Brief:
Each line from the one that contains "target | thin branch" to the end of the material must be quoted exactly; include both end lines and nothing else.

-- start Given data --

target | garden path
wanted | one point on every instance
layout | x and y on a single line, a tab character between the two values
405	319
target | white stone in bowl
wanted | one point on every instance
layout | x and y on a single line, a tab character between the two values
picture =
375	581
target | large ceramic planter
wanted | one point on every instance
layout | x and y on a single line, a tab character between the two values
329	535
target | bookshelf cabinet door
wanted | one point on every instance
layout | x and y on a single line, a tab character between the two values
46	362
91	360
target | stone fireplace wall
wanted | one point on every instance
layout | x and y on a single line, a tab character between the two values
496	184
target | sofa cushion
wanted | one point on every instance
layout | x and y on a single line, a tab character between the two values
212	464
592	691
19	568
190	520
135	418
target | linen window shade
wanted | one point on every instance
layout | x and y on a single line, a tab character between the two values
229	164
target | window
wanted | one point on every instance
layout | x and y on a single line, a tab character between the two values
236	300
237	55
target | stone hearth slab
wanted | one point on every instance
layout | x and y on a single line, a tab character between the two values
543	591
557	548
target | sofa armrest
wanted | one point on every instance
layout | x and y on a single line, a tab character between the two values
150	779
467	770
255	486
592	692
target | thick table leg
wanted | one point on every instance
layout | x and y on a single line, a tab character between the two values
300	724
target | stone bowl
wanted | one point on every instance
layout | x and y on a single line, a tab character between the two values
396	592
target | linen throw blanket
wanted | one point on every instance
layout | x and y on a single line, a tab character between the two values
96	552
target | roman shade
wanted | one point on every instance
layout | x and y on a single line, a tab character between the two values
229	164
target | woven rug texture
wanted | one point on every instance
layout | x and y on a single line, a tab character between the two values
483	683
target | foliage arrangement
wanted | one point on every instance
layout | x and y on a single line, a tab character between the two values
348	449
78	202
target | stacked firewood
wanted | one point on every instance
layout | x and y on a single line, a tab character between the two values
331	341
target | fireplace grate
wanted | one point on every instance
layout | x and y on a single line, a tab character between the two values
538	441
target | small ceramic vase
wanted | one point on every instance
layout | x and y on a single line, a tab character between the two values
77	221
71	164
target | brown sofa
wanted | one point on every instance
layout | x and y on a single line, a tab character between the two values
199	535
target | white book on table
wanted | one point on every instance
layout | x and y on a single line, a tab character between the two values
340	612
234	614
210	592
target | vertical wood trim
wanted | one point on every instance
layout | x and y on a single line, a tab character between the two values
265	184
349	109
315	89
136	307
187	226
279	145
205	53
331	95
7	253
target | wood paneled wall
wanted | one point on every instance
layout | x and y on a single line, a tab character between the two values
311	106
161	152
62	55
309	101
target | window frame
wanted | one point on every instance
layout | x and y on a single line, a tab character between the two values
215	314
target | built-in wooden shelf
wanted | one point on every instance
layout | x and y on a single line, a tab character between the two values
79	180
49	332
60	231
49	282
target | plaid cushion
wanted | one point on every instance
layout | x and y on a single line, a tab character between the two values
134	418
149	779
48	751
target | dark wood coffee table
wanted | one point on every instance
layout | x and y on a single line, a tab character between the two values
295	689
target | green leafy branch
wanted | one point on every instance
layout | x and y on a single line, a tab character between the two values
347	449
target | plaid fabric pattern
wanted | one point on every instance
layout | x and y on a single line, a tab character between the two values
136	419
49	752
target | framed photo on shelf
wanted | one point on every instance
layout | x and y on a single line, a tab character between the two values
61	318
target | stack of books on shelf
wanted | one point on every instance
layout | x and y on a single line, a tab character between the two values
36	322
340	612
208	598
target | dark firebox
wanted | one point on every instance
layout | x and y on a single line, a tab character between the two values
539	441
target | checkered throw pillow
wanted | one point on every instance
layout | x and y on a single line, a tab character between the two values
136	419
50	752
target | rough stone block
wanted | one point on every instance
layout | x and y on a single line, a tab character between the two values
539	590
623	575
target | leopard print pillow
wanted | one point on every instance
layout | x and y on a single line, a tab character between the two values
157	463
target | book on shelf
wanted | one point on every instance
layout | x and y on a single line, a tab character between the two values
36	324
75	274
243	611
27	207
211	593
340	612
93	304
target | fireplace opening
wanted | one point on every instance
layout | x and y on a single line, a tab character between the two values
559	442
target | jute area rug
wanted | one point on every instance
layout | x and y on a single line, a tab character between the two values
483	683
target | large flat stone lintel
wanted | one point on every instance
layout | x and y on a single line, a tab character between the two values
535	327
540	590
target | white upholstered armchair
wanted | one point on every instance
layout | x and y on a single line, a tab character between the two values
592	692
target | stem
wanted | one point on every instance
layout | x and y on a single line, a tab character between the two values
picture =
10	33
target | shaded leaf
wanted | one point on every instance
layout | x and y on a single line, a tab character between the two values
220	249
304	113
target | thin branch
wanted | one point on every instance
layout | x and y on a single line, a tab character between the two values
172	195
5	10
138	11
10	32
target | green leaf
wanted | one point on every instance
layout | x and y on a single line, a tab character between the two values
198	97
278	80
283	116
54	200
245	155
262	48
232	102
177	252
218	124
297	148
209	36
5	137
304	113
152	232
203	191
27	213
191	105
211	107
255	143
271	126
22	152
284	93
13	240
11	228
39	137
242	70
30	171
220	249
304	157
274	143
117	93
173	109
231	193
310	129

-- end Given data --

Output:
target | thin branch
wanted | one point on every instance
layout | x and y on a single line, a tab character between the two values
172	195
5	10
138	11
10	32
target | green leaf
wanted | one point on every instance
layout | x and y on a single line, a tab character between the two values
198	97
278	80
283	116
54	200
245	155
262	48
232	102
177	252
218	124
297	148
209	36
5	137
304	113
152	232
203	191
27	213
191	105
211	107
255	143
271	126
22	152
284	93
13	240
11	228
39	137
242	70
30	171
220	249
304	157
274	143
117	93
173	109
231	193
310	129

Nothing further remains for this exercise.